You could use a historical approach, looking at (less fatal) outbreaks of similar infectivity, how long they lasted, and then extrapolating.

With better data, you could estimate how many people a person of each age group might infect, the chance of needing hospital/ICU/dying, the reduction from better physical distancing, the effect of reinfection, etc.

The wiki site discusses other forms of modelling, such as SIR and its variants.

Not sure there is great reason to assume it is the same R0 for children and the elderly. In any case, all of the variables are fuzzy and a good article at 538.com explains this effect.

Various simulations can also turn fuzzy data into useless predictions. Whatever model you use, relying on it heavily won’t change whatever really happens.

A good explanation.

And whatever you use, the experts disagree by quite a lot.

I think there may be an underlying truth that comes out of the modelling attempts. That is that it seems that not only are the models poorly conditioned, but there may be a real case that reality is itself poorly conditioned, and that the actual flow of the epidemic is very sensitive to the existing conditions. This makes things all that much harder.
OTHO, the curves across the planet all seem to be reasonably well behaved. Despite the variables in testing and diagnosis. It may be that some reporting is deliberately being fudged, but I can’t imagine that it is a general pattern. There will be PhDs written for years on this.

Yes. https://jamanetwork.com/journals/jama/fullarticle/2764137

The unusual third hump of this last influenza season countrywide was not likely influenza.

So yes there are likely some significant uncounted numbers who have had infections and contribute to slowing it down as well as to its spread.

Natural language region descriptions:
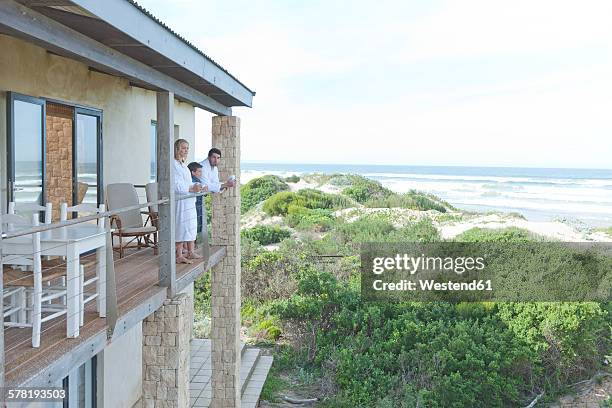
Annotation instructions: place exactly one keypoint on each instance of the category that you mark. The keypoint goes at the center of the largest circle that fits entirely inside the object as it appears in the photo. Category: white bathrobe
(186, 216)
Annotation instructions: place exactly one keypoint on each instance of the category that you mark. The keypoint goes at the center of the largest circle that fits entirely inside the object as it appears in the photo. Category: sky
(471, 82)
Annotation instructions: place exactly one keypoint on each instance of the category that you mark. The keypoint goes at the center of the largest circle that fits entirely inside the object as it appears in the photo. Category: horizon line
(425, 165)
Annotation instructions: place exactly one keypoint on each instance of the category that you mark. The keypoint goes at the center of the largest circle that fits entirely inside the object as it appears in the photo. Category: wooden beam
(26, 23)
(215, 257)
(58, 369)
(165, 182)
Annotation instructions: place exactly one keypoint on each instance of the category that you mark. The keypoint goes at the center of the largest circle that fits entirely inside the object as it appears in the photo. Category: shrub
(365, 190)
(420, 231)
(318, 199)
(279, 203)
(511, 234)
(259, 189)
(571, 337)
(412, 200)
(302, 218)
(369, 228)
(405, 355)
(265, 234)
(292, 179)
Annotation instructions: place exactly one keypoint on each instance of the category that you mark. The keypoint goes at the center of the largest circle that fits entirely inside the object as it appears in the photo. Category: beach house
(93, 95)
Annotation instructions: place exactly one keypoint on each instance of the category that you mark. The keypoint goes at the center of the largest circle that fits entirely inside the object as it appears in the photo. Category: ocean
(581, 196)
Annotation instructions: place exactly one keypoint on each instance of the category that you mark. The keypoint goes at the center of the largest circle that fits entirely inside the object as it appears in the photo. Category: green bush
(292, 179)
(366, 190)
(570, 337)
(259, 189)
(302, 218)
(406, 355)
(369, 228)
(412, 200)
(279, 203)
(511, 234)
(265, 234)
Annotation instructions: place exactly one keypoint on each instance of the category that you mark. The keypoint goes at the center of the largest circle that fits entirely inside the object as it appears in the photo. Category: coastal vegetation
(302, 299)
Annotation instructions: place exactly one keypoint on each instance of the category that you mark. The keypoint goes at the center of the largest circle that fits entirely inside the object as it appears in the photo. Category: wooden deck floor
(136, 281)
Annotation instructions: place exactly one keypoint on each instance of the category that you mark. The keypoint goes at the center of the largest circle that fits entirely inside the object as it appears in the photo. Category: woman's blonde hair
(177, 146)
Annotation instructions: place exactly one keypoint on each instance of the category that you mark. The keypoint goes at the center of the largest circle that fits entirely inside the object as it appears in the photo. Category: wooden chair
(128, 224)
(86, 297)
(27, 287)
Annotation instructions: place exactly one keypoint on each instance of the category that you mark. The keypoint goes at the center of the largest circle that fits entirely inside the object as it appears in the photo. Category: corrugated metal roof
(183, 39)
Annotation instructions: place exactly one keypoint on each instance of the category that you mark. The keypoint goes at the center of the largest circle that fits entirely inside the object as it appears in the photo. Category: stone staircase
(254, 369)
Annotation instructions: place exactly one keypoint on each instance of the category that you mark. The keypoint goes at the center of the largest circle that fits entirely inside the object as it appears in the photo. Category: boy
(196, 175)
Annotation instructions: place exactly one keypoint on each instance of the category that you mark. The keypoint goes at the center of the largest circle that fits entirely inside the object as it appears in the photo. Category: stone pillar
(225, 277)
(165, 354)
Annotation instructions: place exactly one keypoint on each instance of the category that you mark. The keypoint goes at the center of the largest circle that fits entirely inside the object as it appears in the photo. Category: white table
(70, 242)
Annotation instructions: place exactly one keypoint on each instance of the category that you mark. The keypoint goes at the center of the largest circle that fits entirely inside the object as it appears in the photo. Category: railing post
(225, 276)
(204, 234)
(1, 314)
(111, 287)
(165, 182)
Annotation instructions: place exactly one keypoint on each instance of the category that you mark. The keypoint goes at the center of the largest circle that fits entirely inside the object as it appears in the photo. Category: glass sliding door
(87, 157)
(26, 148)
(80, 386)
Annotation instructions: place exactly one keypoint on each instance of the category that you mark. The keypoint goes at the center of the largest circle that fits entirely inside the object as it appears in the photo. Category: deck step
(250, 395)
(251, 372)
(247, 365)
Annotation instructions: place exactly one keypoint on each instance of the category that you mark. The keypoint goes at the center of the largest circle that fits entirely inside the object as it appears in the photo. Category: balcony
(133, 292)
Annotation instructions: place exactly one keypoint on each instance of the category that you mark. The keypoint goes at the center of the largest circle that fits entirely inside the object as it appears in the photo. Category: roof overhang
(120, 38)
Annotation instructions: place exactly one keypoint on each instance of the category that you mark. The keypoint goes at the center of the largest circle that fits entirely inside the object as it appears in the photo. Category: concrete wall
(120, 371)
(127, 111)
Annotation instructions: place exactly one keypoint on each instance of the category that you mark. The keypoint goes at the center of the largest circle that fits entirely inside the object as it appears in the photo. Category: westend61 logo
(455, 271)
(412, 265)
(427, 263)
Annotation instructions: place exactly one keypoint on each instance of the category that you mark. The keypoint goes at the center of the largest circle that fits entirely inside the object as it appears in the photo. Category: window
(80, 386)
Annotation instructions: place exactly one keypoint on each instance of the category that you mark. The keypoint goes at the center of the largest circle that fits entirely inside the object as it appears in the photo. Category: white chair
(24, 208)
(85, 297)
(27, 287)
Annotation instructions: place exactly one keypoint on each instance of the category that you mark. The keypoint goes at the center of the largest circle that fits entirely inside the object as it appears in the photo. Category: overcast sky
(469, 82)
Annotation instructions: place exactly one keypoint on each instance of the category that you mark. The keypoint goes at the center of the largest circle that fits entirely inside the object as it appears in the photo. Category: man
(210, 172)
(196, 175)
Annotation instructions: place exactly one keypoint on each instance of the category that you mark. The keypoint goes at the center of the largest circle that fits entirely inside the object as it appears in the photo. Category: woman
(186, 216)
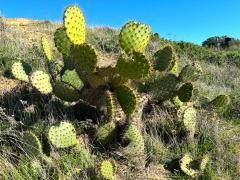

__Tasks to complete__.
**a.** From the epidemic modelling discussion, give the passage word for word that begins with the words containing "With better data, you" and ends with "whatever really happens.".
**b.** List the outcomes whose chance the epidemic modelling discussion says could be estimated with better data.

__Answers for this exercise__.
**a.**
With better data, you could estimate how many people a person of each age group might infect, the chance of needing hospital/ICU/dying, the reduction from better physical distancing, the effect of reinfection, etc.

The wiki site discusses other forms of modelling, such as SIR and its variants.

Not sure there is great reason to assume it is the same R0 for children and the elderly. In any case, all of the variables are fuzzy and a good article at 538.com explains this effect.

Various simulations can also turn fuzzy data into useless predictions. Whatever model you use, relying on it heavily won’t change whatever really happens.

**b.**
- Needing hospital
- Needing ICU
- Dying